In the data that follows, count the lines where "positive" appears, and write only the number.

[[ Data for the task open ]]

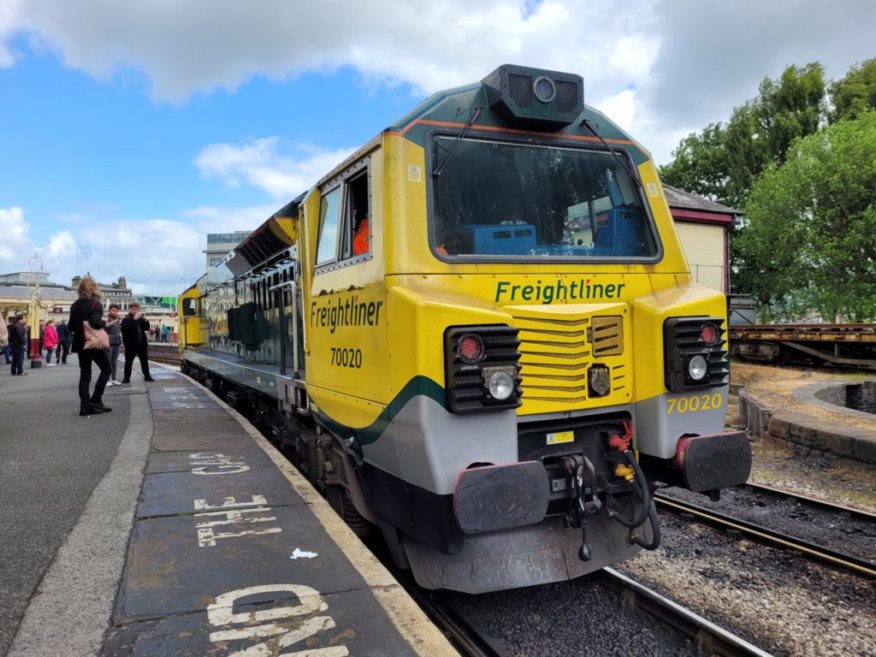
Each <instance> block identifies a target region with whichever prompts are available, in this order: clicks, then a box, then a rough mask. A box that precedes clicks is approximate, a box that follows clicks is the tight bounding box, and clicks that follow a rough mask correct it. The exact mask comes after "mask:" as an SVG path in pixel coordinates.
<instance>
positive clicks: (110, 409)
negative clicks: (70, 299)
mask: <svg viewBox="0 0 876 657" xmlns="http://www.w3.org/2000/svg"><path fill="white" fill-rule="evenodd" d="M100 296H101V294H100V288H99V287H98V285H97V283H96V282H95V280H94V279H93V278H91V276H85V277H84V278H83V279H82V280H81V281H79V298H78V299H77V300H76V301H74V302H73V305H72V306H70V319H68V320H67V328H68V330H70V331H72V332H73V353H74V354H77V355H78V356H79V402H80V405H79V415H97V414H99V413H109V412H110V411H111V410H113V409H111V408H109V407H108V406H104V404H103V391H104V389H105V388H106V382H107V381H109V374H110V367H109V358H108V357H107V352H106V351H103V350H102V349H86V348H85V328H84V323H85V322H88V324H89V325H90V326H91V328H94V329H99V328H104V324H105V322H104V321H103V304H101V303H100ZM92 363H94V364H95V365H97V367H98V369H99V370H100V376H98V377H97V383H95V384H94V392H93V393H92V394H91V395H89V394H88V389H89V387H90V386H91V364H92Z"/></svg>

[[ Data for the task closed ]]
[[ Data for the task open ]]

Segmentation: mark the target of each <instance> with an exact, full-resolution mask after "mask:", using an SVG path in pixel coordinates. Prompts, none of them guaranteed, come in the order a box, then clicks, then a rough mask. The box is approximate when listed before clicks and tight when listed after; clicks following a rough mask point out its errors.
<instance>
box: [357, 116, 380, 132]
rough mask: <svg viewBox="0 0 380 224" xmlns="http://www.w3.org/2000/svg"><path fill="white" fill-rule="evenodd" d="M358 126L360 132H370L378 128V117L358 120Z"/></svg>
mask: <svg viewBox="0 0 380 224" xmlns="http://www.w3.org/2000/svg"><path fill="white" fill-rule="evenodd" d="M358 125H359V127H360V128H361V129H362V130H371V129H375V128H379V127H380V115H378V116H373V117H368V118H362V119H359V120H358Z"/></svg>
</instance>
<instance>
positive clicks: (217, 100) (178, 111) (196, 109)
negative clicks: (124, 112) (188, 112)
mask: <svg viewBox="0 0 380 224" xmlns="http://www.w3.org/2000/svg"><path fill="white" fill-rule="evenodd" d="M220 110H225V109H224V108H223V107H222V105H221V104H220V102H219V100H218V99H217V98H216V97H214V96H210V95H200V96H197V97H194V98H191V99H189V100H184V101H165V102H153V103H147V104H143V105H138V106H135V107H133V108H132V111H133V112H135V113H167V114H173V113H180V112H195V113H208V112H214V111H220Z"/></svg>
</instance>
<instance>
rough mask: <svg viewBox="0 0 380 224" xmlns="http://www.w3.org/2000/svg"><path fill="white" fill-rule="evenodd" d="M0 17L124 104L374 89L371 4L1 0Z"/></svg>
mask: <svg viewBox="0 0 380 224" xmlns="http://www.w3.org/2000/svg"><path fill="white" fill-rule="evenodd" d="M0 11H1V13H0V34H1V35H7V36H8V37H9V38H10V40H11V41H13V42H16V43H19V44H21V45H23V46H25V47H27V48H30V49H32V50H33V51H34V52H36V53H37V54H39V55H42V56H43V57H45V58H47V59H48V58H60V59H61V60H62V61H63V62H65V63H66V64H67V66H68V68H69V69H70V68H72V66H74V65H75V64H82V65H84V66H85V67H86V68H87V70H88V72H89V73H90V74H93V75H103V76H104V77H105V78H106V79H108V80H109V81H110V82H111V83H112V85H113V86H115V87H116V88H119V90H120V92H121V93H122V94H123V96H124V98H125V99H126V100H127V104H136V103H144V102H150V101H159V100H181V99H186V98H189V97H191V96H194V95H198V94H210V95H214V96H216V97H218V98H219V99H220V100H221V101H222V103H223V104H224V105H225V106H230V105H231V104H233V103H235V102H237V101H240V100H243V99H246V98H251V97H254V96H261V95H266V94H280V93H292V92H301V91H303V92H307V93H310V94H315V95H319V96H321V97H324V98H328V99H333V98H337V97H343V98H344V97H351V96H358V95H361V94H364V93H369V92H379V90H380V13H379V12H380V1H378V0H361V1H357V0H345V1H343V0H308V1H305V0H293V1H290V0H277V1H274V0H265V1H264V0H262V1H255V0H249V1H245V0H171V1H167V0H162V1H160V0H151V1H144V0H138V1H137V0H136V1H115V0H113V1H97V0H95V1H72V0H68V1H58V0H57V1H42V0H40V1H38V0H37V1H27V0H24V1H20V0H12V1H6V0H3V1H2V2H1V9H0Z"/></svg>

[[ Data for the task closed ]]

**Solved problem:** 2